__Task instructions__: All that is asked is a faithful reproduction of the entries.

---- The input

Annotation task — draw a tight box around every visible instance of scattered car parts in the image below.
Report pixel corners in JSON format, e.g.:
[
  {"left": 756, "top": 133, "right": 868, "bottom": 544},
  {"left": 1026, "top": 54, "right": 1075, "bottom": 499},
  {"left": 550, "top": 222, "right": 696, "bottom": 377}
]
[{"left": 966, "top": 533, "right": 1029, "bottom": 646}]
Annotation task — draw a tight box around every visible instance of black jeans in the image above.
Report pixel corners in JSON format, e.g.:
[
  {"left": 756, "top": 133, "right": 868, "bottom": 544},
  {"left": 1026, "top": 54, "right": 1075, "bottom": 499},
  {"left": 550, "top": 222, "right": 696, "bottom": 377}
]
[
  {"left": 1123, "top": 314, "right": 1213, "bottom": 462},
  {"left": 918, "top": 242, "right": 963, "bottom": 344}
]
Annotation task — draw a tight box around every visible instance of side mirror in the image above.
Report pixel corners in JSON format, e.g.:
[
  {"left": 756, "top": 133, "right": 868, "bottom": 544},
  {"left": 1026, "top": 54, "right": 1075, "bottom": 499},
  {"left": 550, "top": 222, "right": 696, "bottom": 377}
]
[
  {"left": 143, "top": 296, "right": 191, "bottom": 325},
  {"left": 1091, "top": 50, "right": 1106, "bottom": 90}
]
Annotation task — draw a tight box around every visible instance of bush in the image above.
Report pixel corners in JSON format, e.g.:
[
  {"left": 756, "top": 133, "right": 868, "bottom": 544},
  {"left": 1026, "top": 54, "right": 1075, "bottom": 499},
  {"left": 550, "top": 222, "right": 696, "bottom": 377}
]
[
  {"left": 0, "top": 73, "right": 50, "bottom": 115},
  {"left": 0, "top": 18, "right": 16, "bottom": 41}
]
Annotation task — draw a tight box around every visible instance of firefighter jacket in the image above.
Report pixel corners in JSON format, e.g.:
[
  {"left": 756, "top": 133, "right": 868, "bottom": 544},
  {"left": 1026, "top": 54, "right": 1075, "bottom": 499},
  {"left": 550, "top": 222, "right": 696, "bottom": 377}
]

--------

__Result below__:
Annotation task — draw a tight box around every visible instance of scattered car parts in the image below.
Report pixel corners in JSON format, e.g.:
[
  {"left": 756, "top": 133, "right": 868, "bottom": 544},
  {"left": 1026, "top": 54, "right": 1075, "bottom": 499},
  {"left": 550, "top": 222, "right": 696, "bottom": 377}
]
[{"left": 966, "top": 533, "right": 1029, "bottom": 646}]
Annotation task — draw a tight box around every visible instance of black jeans in the image above.
Report pixel corners in JSON format, e.g.:
[
  {"left": 756, "top": 133, "right": 868, "bottom": 544},
  {"left": 1026, "top": 54, "right": 1075, "bottom": 499},
  {"left": 550, "top": 222, "right": 696, "bottom": 377}
]
[
  {"left": 1123, "top": 314, "right": 1213, "bottom": 462},
  {"left": 918, "top": 242, "right": 963, "bottom": 344}
]
Annotation task — draw a tight box around every visible instance of side mirror in the image above.
Report pixel corners in JSON format, e.g.:
[
  {"left": 756, "top": 133, "right": 868, "bottom": 544},
  {"left": 1026, "top": 54, "right": 1075, "bottom": 499},
  {"left": 550, "top": 222, "right": 696, "bottom": 377}
]
[
  {"left": 143, "top": 296, "right": 191, "bottom": 325},
  {"left": 1091, "top": 50, "right": 1106, "bottom": 90}
]
Annotation task — draw a tight box around every visible instance of bush in the image above.
Report pixel corners in JSON format, e.g.:
[
  {"left": 756, "top": 133, "right": 868, "bottom": 544},
  {"left": 1026, "top": 54, "right": 1075, "bottom": 499},
  {"left": 550, "top": 222, "right": 696, "bottom": 377}
]
[
  {"left": 0, "top": 73, "right": 50, "bottom": 115},
  {"left": 0, "top": 18, "right": 16, "bottom": 41}
]
Annotation task — draw a tight box around every visible instance of firefighter jacket in the image above.
Report pixel corners in JSON format, e.g.:
[
  {"left": 756, "top": 133, "right": 868, "bottom": 544},
  {"left": 1026, "top": 54, "right": 1075, "bottom": 499},
  {"left": 550, "top": 222, "right": 696, "bottom": 377}
]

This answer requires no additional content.